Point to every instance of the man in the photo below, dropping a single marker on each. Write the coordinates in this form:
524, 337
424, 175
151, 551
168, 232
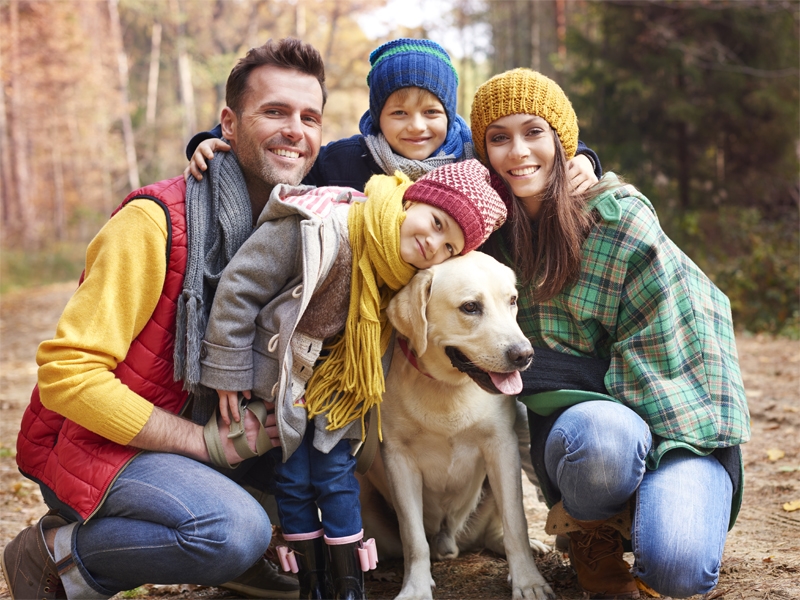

----------------------------------------

(GIVEN REQUEST):
Output every row above word for word, leaving out the picture.

(EXPECTED ANSWER):
Point to every instance of the man in the photo below, dropping a single marker on each. Write the coordinates in this form:
524, 337
424, 175
151, 551
168, 232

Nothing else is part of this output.